Enunciado a. En el fragmento sobre cómo bautizar personajes literarios, ¿por qué no propone el autor imitar en el campo literario el proceso llevado a cabo en Estados Unidos? Explica sus dos razones en dos o tres oraciones.

Fragmento del documento.
==============================
No, no propongo que en el campo literario se imite el proceso llevado a cabo en Estados Unidos en el otoño, por dos razones muy elementales: primero, que como casi nadie lee en este país, dudo mucho que por ese procedimiento se recaudara lo suficiente como para llenar siquiera una alcancía de cochinito. Y la segunda es que nuestros escritores no suelen tener problemas para bautizar a sus personajes. Nada más acuérdense de Pedro Páramo (de Rulfo), o Ixca Cienfuegos (Fuentes), o Pito Pérez (Romero) o Galio Bermúdez (Aguilar Camín) o el irreductible Héctor Belascoarán Shayne, el detective tuerto de Paco Ignacio Taibo II. No, como que por ese lado no se necesita mucha ayuda.
El tema se presta para muchas y muy sesudas disquisiciones. Además que, como veíamos, puede resultar un arma de dos filos. Pero pienso que, en última instancia, apela a nuestros instintos o vanidades más íntimos. O qué, ¿creen que no me hubiera gustado que quien restallara el látigo se hubiera llamado Indiana Amparán? ¿O que el hijo de Anakin fuera Paco Skywalker?
Soñar no cuesta nada…
Consejo no pedido para bautizar sin dar bolo: lea La importancia de llamarse Ernesto, de Oscar Wilde, que sigue siendo una delicia. De Bill Pronzini, la buena novela policíaca Huesos, con un detective cuyo nombre no conocemos en doscientas y pico de páginas. Y con un dulce personaje anónimo (y al que se refiere el título), El nombre de la rosa de Umberto Eco. Provecho.
PD: mi buzón queda definitivamente clausurado a mensajes burlándose de las tres derrotas de Pittsburgh. ¡Ya búsquense otro, ociosos alevosos!
==============================
Datos extraídos.
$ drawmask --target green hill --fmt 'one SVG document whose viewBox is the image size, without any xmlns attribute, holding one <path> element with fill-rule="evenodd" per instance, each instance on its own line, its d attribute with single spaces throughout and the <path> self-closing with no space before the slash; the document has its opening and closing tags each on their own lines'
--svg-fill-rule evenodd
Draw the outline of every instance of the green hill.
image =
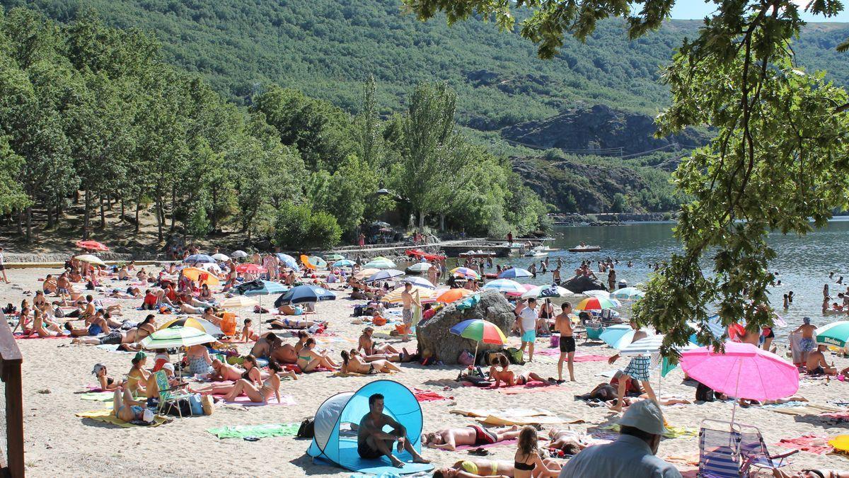
<svg viewBox="0 0 849 478">
<path fill-rule="evenodd" d="M 446 80 L 458 94 L 458 120 L 498 129 L 552 117 L 576 104 L 604 104 L 653 115 L 667 100 L 658 66 L 700 21 L 673 20 L 629 42 L 617 20 L 602 22 L 586 43 L 567 38 L 552 61 L 533 44 L 492 24 L 427 23 L 401 11 L 398 0 L 2 0 L 61 21 L 85 8 L 107 24 L 154 32 L 165 58 L 201 73 L 215 88 L 244 102 L 275 83 L 359 105 L 362 82 L 374 75 L 384 113 L 397 111 L 413 85 Z M 849 26 L 810 27 L 795 48 L 802 64 L 829 69 L 849 83 L 849 62 L 834 50 Z"/>
</svg>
==============================
Enunciado b. Repite, por favor, todas las líneas del listado tal cual aparecen, de la primera a la última, pero omite la imagen.

Respuesta esperada a. Primero, como casi nadie lee en el país, el autor duda que ese procedimiento recaudara lo suficiente siquiera para llenar una alcancía de cochinito. Segundo, los escritores del país no suelen tener problemas para bautizar a sus personajes, como muestran Pedro Páramo, Ixca Cienfuegos o Héctor Belascoarán Shayne, así que por ese lado no se necesita mucha ayuda.

Respuesta esperada b.
$ drawmask --target green hill --fmt 'one SVG document whose viewBox is the image size, without any xmlns attribute, holding one <path> element with fill-rule="evenodd" per instance, each instance on its own line, its d attribute with single spaces throughout and the <path> self-closing with no space before the slash; the document has its opening and closing tags each on their own lines'
--svg-fill-rule evenodd
Draw the outline of every instance of the green hill.
image =
<svg viewBox="0 0 849 478">
<path fill-rule="evenodd" d="M 446 80 L 458 94 L 458 120 L 498 129 L 552 117 L 576 104 L 604 104 L 653 115 L 667 100 L 658 66 L 700 21 L 673 20 L 629 42 L 617 20 L 602 22 L 586 43 L 567 38 L 552 61 L 533 44 L 492 24 L 427 23 L 401 11 L 398 0 L 2 0 L 61 21 L 85 8 L 107 24 L 154 32 L 165 58 L 201 73 L 215 88 L 244 102 L 275 83 L 359 105 L 362 82 L 374 75 L 384 113 L 397 111 L 413 85 Z M 849 26 L 810 27 L 795 48 L 802 64 L 829 69 L 849 83 L 849 62 L 834 50 Z"/>
</svg>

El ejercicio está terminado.